# TASK DESCRIPTION:
Output every one of the lines below word for word, leaving out the pictures.

** start of EXERCISE DATA **

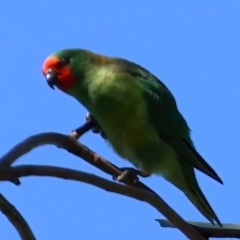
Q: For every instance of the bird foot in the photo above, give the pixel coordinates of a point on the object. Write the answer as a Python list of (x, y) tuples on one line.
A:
[(132, 173), (96, 128), (90, 124)]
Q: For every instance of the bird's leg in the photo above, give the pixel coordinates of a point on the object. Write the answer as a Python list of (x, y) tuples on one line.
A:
[(92, 124), (132, 173)]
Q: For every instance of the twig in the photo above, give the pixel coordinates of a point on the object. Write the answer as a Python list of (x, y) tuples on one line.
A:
[(16, 219), (71, 145), (133, 192), (208, 230)]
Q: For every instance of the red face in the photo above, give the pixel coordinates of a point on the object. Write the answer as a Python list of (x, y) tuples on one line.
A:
[(58, 73)]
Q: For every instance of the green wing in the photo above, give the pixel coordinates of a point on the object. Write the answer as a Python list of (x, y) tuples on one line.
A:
[(168, 121)]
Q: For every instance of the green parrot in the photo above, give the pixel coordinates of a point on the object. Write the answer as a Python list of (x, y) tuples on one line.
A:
[(138, 115)]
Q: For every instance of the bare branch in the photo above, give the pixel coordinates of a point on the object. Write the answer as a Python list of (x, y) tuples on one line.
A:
[(133, 192), (72, 146), (16, 219), (208, 230)]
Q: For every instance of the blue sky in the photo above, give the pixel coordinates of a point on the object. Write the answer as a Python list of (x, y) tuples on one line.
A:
[(192, 46)]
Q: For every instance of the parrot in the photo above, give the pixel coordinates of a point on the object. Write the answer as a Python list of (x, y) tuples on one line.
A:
[(138, 115)]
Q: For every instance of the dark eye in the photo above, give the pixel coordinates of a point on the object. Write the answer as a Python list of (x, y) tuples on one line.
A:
[(64, 62)]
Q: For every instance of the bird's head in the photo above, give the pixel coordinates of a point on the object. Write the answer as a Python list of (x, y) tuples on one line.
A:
[(64, 69)]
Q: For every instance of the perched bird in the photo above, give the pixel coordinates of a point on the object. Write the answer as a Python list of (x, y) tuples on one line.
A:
[(138, 115)]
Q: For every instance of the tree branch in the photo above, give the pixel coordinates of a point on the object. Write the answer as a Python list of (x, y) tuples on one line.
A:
[(208, 230), (16, 219), (6, 173), (72, 146)]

** end of EXERCISE DATA **

# THE REPLY:
Q: For every instance of the bird foot in the photo above, give the pixel coordinates of a point on the object. Write the answer as a Python list of (x, y) tuples on one line.
A:
[(132, 173), (96, 128), (90, 124)]
Q: For every instance of the bird's leg in the photo above, give the pixel coordinates of a point on the object. Write the answer as a Python list of (x, y) tuples on one line.
A:
[(92, 124), (132, 173)]
Q: For every instance of the twig in the photo above, give the pixel coordinates of a point on the object. Write the answer as a Python list of (x, y) tuples on one line.
A:
[(16, 219), (71, 145), (133, 192), (208, 230)]
Q: For every instance of the red face in the photo above, give the pixel coordinates of a point on the object. Write the answer as a Python list of (x, y) tuples on one line.
A:
[(58, 73)]
Q: For every instance of the green wing in the photo above, give the pixel coordinates of a point on the object. Write the answer as a Python list of (x, y) tuples on one line.
A:
[(168, 121)]
Q: For every instance of the green parrot in the photo above, give the pixel coordinates of a point on the object. Write the answer as a Python list of (x, y) tuples on one line.
A:
[(138, 115)]
Q: For every instance of the bare branch in the photo above, give the pixel coordinates of a point on the object. Write the answer as a Python list of (x, y) tuples on one line.
A:
[(133, 192), (72, 146), (16, 219), (208, 230)]
Q: For every instance of the blue sky in the photo above, give the pixel coordinates of a point on the object. Write the answer as a Python list of (x, y) tuples on one line.
A:
[(192, 46)]
Q: For every instance of the parrot in the photo above, give the pixel coordinates of a point on the object. Write the answer as a Python list of (x, y) tuples on one line.
A:
[(138, 115)]
Q: For every instance of the dark eye in the photo above, give the pixel coordinates of a point on the object. Write the answer as a Python list of (x, y) tuples on one line.
A:
[(64, 62)]
Q: For every instance of the bird's head in the photo above, give the pixel coordinates of a point on the object. Write the answer as a Python list of (x, y) tuples on one line.
A:
[(64, 69)]
Q: For every instance of the perched bird in the photo above, give the pixel coordinates of a point on the object. Write the answer as a Python list of (x, y) tuples on one line.
A:
[(138, 115)]
Q: For every instance of the tree branch in the photo above, give the pixel coordinates of a point on the object. Write the answer as a Python list of (x, y) tuples on one line.
A:
[(208, 230), (16, 219), (6, 173), (72, 146)]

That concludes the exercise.